• [SUPPLIED TEXT]:
Start

Several other URC member churches which had seceded from the Christian Reformed Church by 1993 also attended the Zwolle session, but only Gangar attended this year’s meeting because the United Reformed synod session in Canada overlapped the ICRC session in Seoul.

“I think basically the purposes of the ICRC reflect our reasons for joining,” said Gangar, citing inter-federational contacts and the establishment of formal ecumenical relations with other denominations as the key benefits of ICRC membership for the United Reformed Churches.

SEVEN DENOMINATIONS ADMITTED AND ARP QUESTIONED

In its first business session, the International Conference of Reformed Churches admitted seven new denominations, increasing its size from 14 to 21 members.

Most of the new denominations are groups which previously pulled out of the Reformed Ecumenical Council due to concerns over theological liberalism. However, a history of objections to theological trends in the REC wasn’t enough to satisfy all ICRC members that the applicants were sufficiently Reformed to be ICRC members. One ofthe new North American members, the Associate Reformed Presbyterian Church, came in for significant criticism.

“What I am concerned about is that the ICRC continue on its course giving due regard to our constitution,” said Dr. Rowland Ward of the Presbyterian Church of Eastern Australia. “We are not a conference of people who are reforming, but of people who are Reformed.”

In response to questions from Ward and other delegates about toleration of freemasonry and a history of Barthianism, ARPC representative Rev. Jack Whytock presented a summary of the recent history of his denomination.

“From 1978 onwards there has been a change of direction of the synod,” said Whytock, noting that the ARP decision not to allow the ordination of women as ministers and elders proved to be the beginning of a conservative shift in the denomination that is now being reflected in the denomination's changing ecumenical involvements.

“We have removed ourselves from the World Alliance of Reformed Churches, we have been an active participant in the North American Presbyterian and Reformed Counci!,” said Whytock. “Part of our desire is to join the ICRC to realign ourselves with likeminded Reformed Churches.”

Rev. Jack Peterson, chairman of the Orthodox Presbyterian Church’s interchurch relations committee, explained why his denomination — not generally viewed as tolerant of theological deviations — chose to establish fraternal relations with the Associate Reformed Presbyterians, encourage their admission to NAPARC, and now sponsor them for ICRC membership.

“Admittedly when we took this step it was a risk,” said Peterson, describing the early history of OPC-ARP relations. “This is a church that was on the way out, down, in sad shape. The Lord has done a marvelous work.”

Assurances from the OPC weren't adequate for all ICRC delegates. “I did not quite hear an answer on how the church would deal with freemasonry, if there are officebearers involved in that,” said Rev. C.J. Haak of the Gereformeerde Kerken in Nederland (Vrijgemaakt). “Are there precedents on the matter, decisions on this?”

Whytock said the denomination had no formal position on affiliation with the Masonic Lodge and that such matters would be handled by the local elders, subject to church order procedures for handling any complaints or appeals against decisions by local churches.

End

• [ITEMS]:
Start

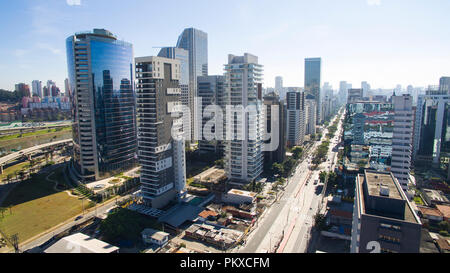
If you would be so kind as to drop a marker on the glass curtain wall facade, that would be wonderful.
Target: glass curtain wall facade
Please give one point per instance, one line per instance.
(196, 43)
(104, 124)
(313, 71)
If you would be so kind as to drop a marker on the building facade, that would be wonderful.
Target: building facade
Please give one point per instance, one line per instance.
(313, 74)
(295, 118)
(36, 87)
(196, 43)
(212, 92)
(402, 139)
(275, 116)
(244, 125)
(159, 122)
(383, 219)
(310, 117)
(104, 125)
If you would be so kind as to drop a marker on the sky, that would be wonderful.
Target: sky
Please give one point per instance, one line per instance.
(383, 42)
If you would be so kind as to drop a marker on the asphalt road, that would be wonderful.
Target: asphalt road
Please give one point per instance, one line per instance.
(287, 223)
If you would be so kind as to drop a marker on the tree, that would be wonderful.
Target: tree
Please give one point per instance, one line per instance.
(297, 152)
(277, 168)
(444, 225)
(323, 176)
(2, 210)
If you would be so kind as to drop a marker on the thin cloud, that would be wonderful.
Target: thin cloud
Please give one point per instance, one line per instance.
(50, 48)
(73, 2)
(374, 2)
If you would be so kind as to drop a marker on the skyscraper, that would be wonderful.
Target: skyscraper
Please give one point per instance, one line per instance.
(104, 126)
(36, 87)
(244, 128)
(343, 87)
(196, 43)
(279, 85)
(211, 90)
(182, 55)
(51, 85)
(67, 91)
(402, 139)
(444, 84)
(366, 88)
(295, 118)
(313, 71)
(310, 116)
(23, 89)
(279, 154)
(160, 141)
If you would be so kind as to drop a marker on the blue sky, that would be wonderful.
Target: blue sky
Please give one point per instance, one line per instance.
(384, 42)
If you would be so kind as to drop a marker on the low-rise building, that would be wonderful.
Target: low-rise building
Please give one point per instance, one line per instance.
(383, 219)
(445, 211)
(239, 197)
(81, 243)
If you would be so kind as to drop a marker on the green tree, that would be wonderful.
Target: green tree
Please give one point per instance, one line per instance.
(2, 211)
(297, 152)
(277, 168)
(444, 225)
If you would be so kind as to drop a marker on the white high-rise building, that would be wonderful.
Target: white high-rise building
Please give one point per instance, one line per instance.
(402, 139)
(159, 130)
(366, 88)
(279, 85)
(36, 87)
(295, 119)
(244, 130)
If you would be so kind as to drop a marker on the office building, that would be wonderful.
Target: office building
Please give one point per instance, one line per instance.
(67, 91)
(354, 95)
(275, 117)
(36, 87)
(212, 92)
(444, 85)
(313, 71)
(186, 95)
(342, 92)
(295, 118)
(104, 126)
(383, 219)
(402, 139)
(23, 90)
(160, 142)
(244, 128)
(431, 132)
(196, 43)
(366, 88)
(310, 116)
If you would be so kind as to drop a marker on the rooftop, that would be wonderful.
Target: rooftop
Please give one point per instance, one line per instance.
(385, 197)
(154, 234)
(242, 193)
(378, 183)
(80, 243)
(444, 209)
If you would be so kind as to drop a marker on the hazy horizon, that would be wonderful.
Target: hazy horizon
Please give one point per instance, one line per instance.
(382, 42)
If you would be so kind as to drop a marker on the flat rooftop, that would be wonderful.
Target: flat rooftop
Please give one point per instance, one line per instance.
(373, 180)
(376, 179)
(242, 193)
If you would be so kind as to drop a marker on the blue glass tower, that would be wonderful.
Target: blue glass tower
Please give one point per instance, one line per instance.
(104, 119)
(313, 82)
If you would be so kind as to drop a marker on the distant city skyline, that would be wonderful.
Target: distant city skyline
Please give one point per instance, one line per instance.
(389, 44)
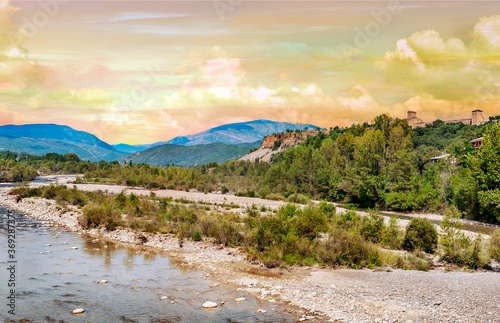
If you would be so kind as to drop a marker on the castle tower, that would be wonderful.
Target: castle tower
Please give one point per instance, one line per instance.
(477, 117)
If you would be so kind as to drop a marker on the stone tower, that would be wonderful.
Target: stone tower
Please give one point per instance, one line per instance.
(477, 117)
(411, 114)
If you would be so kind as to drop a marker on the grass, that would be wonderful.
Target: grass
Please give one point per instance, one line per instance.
(312, 235)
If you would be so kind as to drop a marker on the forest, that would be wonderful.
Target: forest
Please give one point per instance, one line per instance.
(381, 165)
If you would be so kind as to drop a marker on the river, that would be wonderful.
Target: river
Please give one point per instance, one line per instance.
(57, 272)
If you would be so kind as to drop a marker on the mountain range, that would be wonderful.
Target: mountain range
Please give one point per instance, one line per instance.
(231, 134)
(40, 139)
(218, 144)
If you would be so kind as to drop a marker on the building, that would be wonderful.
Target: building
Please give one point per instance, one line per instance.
(477, 142)
(477, 118)
(414, 121)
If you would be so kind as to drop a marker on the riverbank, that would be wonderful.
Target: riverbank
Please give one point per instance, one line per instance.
(343, 295)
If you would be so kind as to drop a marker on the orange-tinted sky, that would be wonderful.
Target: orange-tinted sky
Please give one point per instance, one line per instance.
(144, 71)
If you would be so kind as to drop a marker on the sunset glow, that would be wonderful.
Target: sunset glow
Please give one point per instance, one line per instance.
(145, 71)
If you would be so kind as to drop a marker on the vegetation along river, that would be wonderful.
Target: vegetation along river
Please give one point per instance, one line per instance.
(57, 272)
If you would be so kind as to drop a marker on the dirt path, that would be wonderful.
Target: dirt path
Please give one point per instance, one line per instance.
(340, 295)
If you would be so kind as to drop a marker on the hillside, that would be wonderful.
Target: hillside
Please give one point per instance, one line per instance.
(187, 156)
(40, 139)
(273, 144)
(236, 133)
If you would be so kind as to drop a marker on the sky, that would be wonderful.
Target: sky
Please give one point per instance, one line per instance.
(143, 71)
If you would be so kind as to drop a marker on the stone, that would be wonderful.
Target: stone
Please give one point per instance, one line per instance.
(209, 304)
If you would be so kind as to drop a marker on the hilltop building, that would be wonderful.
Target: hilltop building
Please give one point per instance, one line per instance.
(477, 118)
(477, 142)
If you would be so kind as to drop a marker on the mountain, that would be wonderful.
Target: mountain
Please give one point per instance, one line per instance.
(40, 139)
(236, 133)
(187, 156)
(129, 149)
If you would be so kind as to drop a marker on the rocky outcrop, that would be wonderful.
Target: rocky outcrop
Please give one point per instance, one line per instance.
(275, 143)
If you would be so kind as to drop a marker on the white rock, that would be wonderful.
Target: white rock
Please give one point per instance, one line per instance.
(209, 304)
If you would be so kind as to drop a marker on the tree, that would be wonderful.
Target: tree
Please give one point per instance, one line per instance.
(486, 170)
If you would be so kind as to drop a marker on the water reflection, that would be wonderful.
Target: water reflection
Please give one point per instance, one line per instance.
(51, 285)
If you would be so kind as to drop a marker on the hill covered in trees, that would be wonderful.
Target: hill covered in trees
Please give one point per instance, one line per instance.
(385, 164)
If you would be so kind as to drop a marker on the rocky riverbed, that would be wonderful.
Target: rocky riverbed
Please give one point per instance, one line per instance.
(322, 294)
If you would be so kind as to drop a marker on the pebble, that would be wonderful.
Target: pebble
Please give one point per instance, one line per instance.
(209, 304)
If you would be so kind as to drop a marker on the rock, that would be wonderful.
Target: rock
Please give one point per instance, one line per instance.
(209, 304)
(78, 311)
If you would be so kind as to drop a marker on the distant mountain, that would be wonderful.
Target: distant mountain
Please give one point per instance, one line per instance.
(236, 133)
(40, 139)
(187, 156)
(130, 148)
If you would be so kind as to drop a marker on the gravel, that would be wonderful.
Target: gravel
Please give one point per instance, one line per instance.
(320, 294)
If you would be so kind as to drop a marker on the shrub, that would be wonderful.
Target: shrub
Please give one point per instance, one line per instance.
(391, 236)
(420, 235)
(327, 208)
(345, 248)
(99, 215)
(309, 222)
(372, 227)
(264, 191)
(298, 198)
(494, 247)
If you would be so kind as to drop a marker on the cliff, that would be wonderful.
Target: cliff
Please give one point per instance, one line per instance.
(275, 143)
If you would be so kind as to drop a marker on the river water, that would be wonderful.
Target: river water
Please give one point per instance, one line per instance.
(49, 286)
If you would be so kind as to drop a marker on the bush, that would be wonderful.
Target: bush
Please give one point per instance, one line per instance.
(494, 247)
(264, 191)
(420, 235)
(298, 198)
(99, 215)
(344, 248)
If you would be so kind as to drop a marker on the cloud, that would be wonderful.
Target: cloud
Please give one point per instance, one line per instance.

End

• [TO DO]:
1. Name every person whose spoken words are quoted in the report on the International Conference of Reformed Churches session.
2. Continue the report on the International Conference of Reformed Churches session from its last sentence.

• [TASK-BY-TASK ANSWERS]:
1.
Gangar
Dr. Rowland Ward
Rev. Jack Whytock
Rev. Jack Peterson
Rev. C.J. Haak

2.
The concerns of Ward, Haak, and other delegates led to postponement of the vote on admitting the ARP from the morning to the afternoon session. The rest of the denominations applying for membership — the Christelijke Gereformeerde Kerken in Nederland, Evangelical Presbyterian Church in England and Wales, Gereja Gereja Masehi Musyafir NTT in Indonesia, Reformed Churches of New Zealand, Reformed Presbyterian Church of North America, and United Reformed Churches in North America — were admitted by unanimous vote.

When the conference next took up the ARP application, the advisory committee on the matter proposed that the Associate Reformed Presbyterian Church be admitted with the proviso that its delegate be asked “to take with him the concerns about the issue of Freemasonry as discussed in this meeting.”

Gangar noted that the URC member churches had maintained contacts with some of the ICRC members even before the URC was formally established and its churches were grouped more loosely under the umbrella of the Alliance of Reformed Churches. A number of ICRC member denominations, including the Canadian Reformed, Free Reformed Churches of North America, Reformed Church in the United States and Orthodox Presbyterian Church had sent formal or informal observers to the ARC meetings. Two of those denominations, the Free Reformed and Orthodox Presbyterians, served as the URCs official sponsors for ICRC membership.

“We found two denominations that churches in the United Reformed Churches could relate to; we picked one from the US, the Orthodox Presbyterian Church, and one from Canada, the Free Reformed Churches,” said Gangar. According to Gangar, the URC doesn't have any particular issues it would like to bring to the JCRC. “We’d like to participate in the growth and the purposes of the ICRC; we don’t want to change it in any direction; we like the purposes,” said Gangar.

Instead, Gangar said the ICRCs production of study papers and potential role as a forum for assisting churches in resolving difficulties would be of assistance to the United Reformed Churches as a denomination. “When more specific things come up we need to be more open and humble with acknowledging to others that we don’t know all the answers,” said Gangar. “When you join this body there is already an understanding and acceptance of the fact that you are true churches, otherwise you wouldn’t be able to join the body.”
The understanding that ICRC members are true churches could be particularly useful to United Reformed consistories and members in their local ministries, according to Gangar. “There can be more cooperation between the churches, pulpit exchanges, those kinds of things,” said Gangar.

“I think the size of our denomination, to us it may seem pretty big, but it really isn’t,” said Gangar, noting that the URC currently has about 11,000 members and could benefit from the help of other denominations that had a longer history and larger membership. “With the great number of liberal trends that are hitting our churches, we need to stand firm.”

That proviso didn’t please either side of the debate. Professor Clement Graham of the Free Church of Scotland moved that the ARP be admitted without specifying a qualification; Ward moved instead that the conference “rejoice in the positive report of the renewal and reformation in the ARPC, but defer reception of the application until it receives information to satisfy it that the integrity of the Reformed system of doctrine is maintained.”

After further concerns were raised about the ARP’s addition of qualifying notes on theWestminster Confession of Faith , Rev. Vern Pollema of the Reformed Church in the United States informed the conference that the RCUS had voted not to sponsor the ARP for ICRC membership due to concerns similar to those being expressed on the floor of the conference.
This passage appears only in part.